» DIRECTIVE:
Reproduce all the records below, requests included, but multiply every box coordinate in the answers by 2.25 and round each result to a whole number, rounding halves up. Leave the numbers in the requests unchanged, and omit the pictures.

» RECORDS FOR PROCESSING:

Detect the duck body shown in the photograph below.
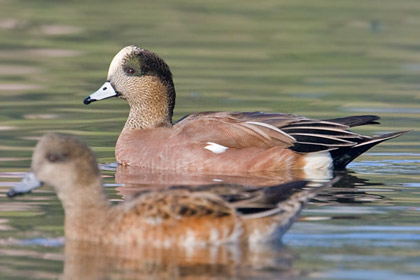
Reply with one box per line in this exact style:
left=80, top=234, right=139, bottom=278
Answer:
left=115, top=113, right=303, bottom=172
left=8, top=133, right=330, bottom=248
left=84, top=46, right=405, bottom=172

» OUTPUT BELOW:
Detect the duck body shown in the photograph below.
Reply with one box per line in this exact style:
left=80, top=234, right=139, bottom=278
Answer:
left=259, top=254, right=682, bottom=387
left=18, top=299, right=743, bottom=558
left=189, top=104, right=911, bottom=387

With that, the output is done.